→ Provided records
(begin)

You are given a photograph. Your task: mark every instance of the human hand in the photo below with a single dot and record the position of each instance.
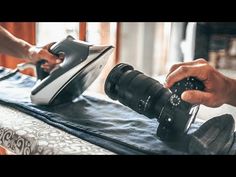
(218, 88)
(39, 53)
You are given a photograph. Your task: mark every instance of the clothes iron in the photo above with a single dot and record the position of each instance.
(82, 64)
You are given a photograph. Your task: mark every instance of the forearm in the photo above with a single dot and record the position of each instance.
(13, 46)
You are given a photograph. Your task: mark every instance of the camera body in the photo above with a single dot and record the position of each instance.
(147, 96)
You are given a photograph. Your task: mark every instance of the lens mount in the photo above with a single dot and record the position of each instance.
(114, 77)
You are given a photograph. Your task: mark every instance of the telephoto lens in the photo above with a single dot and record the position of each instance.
(147, 96)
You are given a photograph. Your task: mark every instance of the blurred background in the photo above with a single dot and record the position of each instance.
(150, 47)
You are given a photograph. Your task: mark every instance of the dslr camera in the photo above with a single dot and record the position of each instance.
(147, 96)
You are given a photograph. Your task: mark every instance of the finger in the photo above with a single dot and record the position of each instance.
(197, 97)
(175, 66)
(52, 59)
(48, 46)
(184, 72)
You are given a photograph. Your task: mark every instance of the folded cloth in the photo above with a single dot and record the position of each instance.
(107, 124)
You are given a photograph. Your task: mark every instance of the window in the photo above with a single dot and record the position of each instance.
(146, 46)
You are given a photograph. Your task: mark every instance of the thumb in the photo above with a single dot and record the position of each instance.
(196, 97)
(49, 57)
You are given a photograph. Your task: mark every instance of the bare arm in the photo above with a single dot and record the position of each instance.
(11, 45)
(219, 89)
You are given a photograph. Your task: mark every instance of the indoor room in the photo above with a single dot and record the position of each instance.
(117, 88)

(end)

→ Exercise aim
Repeat the material above word for word, please, apart from its images.

→ Task response
You are given a photograph. Your task: mark every instance of the human hand in the photo below with a single dot and record the position of each instance.
(218, 88)
(39, 53)
You are given a photograph. Your task: mark every instance of the clothes iron in the photo above with a single dot and record the position of each instance.
(82, 64)
You are given a photograph. Your task: mark every instance of the forearm in the photo above with a single dot and record the position of each instance.
(13, 46)
You are given a photograph. Your task: mark every instance of the camera body in the photo above with a single dot and record the position of each instance.
(147, 96)
You are given a photograph. Your task: mark every instance of the lens mount in the photo above with a single dot and record the position of each instance.
(114, 77)
You are given a photograph. Your task: mark every instance of the telephoto lens in the photo above with a single dot and record the position of each instance.
(147, 96)
You are given a photograph. Your task: mark every instance of the blurred background in the photo above with a single dot and record the position of each instance.
(150, 47)
You are given a photograph. Your task: mark every instance of the dslr camera in the photo above with a single dot and record the position of each instance.
(147, 96)
You are given a photograph. Your task: mark every instance of the finger in the photo above with a single dot and record the position of each instance.
(197, 97)
(175, 66)
(52, 59)
(48, 46)
(184, 72)
You are given a photograph. Your task: mark every instance of the folded cloth in the photo above with a single dot and record the position of each instance.
(107, 124)
You are given a photograph. Your task: mark every instance of the window in the photo above with a single dot and record the position of each instance.
(146, 46)
You are given a photograph. Your task: mark every instance of the thumb in the photo above with a single dot and record the position of each instance.
(196, 97)
(49, 57)
You are given a photograph. Your task: mark every instance of the bare arm in the photo above with a single dot and record the position of each instance.
(11, 45)
(219, 89)
You are given a photograph. Your task: mark every instance of the indoor room in the photo above with a single dot and record the position of each instance.
(117, 88)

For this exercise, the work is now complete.